[[ Supplied records open ]]
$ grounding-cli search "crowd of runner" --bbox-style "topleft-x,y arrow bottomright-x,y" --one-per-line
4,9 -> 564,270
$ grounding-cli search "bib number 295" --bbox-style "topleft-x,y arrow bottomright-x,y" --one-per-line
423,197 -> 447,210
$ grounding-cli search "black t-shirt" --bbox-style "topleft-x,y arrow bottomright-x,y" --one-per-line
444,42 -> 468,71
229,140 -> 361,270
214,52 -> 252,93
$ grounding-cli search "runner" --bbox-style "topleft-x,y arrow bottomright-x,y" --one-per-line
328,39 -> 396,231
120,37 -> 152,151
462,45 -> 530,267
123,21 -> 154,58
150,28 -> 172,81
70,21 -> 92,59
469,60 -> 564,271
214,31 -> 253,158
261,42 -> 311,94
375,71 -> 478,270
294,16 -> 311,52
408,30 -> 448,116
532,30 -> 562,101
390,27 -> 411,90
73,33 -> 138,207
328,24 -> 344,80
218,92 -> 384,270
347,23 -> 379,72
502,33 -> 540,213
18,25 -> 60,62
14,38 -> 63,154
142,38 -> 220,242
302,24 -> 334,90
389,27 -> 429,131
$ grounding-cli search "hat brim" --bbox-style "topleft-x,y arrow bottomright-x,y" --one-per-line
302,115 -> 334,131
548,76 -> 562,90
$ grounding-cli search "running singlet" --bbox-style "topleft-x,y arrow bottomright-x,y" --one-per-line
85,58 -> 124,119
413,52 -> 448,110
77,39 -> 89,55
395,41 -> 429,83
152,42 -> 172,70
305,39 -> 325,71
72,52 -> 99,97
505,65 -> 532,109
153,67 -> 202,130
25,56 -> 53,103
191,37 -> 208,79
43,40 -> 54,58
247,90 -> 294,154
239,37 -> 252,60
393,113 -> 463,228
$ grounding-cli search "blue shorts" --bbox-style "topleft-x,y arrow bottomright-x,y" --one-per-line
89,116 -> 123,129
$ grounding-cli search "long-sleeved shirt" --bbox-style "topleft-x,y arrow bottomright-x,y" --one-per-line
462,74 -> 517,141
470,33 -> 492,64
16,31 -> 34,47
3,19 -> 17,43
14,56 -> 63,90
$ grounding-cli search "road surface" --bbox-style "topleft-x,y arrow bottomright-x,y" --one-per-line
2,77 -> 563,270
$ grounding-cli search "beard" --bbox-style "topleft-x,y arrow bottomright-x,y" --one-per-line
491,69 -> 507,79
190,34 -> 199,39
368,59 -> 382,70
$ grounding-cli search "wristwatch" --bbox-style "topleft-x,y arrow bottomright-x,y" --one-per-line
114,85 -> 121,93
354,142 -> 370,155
[[ Supplied records closed ]]
#### Exercise details:
Retype all of the data exactly. Leave nothing out.

#### Solution to this problem:
$ grounding-cli search "crowd of runner" --bbox-style "topleft-x,y arrow bottomright-x,y" --one-per-line
4,9 -> 564,270
$ grounding-cli search "bib number 295" --bbox-style "topleft-x,y arrow bottomright-x,y" --one-per-line
423,197 -> 447,210
$ grounding-cli search "black t-shirt" --bbox-style "topleft-x,y arrow bottomright-x,y" --one-per-line
444,42 -> 468,71
229,140 -> 361,270
214,52 -> 252,93
$ grounding-cli search "runner" --bbox-style "topleft-x,y arrow bottomright-x,y" --one-per-line
328,39 -> 396,231
120,37 -> 152,151
462,45 -> 530,267
123,21 -> 154,58
150,28 -> 172,81
70,21 -> 92,59
469,60 -> 564,271
214,31 -> 253,158
261,42 -> 311,94
375,71 -> 478,270
294,16 -> 311,52
408,30 -> 448,116
532,30 -> 562,101
390,27 -> 411,90
73,33 -> 138,207
328,24 -> 344,80
218,92 -> 384,270
347,23 -> 379,72
502,33 -> 540,213
18,25 -> 60,62
14,38 -> 63,154
142,38 -> 220,242
302,24 -> 334,90
389,27 -> 429,131
$ grounding-cli search "hat brim" --bbox-style "topleft-x,y arrow bottomright-x,y" --one-per-line
302,115 -> 334,131
548,76 -> 562,90
$ grounding-cli search "running singlet" --bbox-style "topleft-x,y arrow bottomright-x,y" --one-per-line
85,58 -> 124,119
413,52 -> 448,110
77,39 -> 89,55
395,41 -> 429,83
152,42 -> 172,70
305,39 -> 325,71
72,52 -> 99,97
505,65 -> 532,109
153,67 -> 202,130
25,56 -> 53,103
191,37 -> 208,79
43,40 -> 54,58
247,90 -> 294,154
239,37 -> 252,60
393,113 -> 463,228
$ grounding-cli search "blue shorts" --bbox-style "topleft-x,y arrow bottomright-x,y" --one-per-line
89,116 -> 123,129
$ grounding-cli search "long-sleeved shirt" --bbox-style "topleft-x,y arrow bottomright-x,y" --one-per-line
462,74 -> 517,141
470,33 -> 492,64
16,31 -> 34,47
3,19 -> 17,43
14,56 -> 63,90
$ grounding-cli search "road surface" --bbox-style "topleft-x,y arrow bottomright-x,y" --one-per-line
2,77 -> 563,270
$ grounding-cli search "beard" --bbox-style "topleft-x,y arrow bottomright-x,y" --one-per-line
491,69 -> 507,79
190,34 -> 199,39
368,59 -> 382,70
$ grounding-cli search "wristwatch" --bbox-style "topleft-x,y arrow bottomright-x,y" --one-per-line
114,85 -> 121,93
354,142 -> 370,155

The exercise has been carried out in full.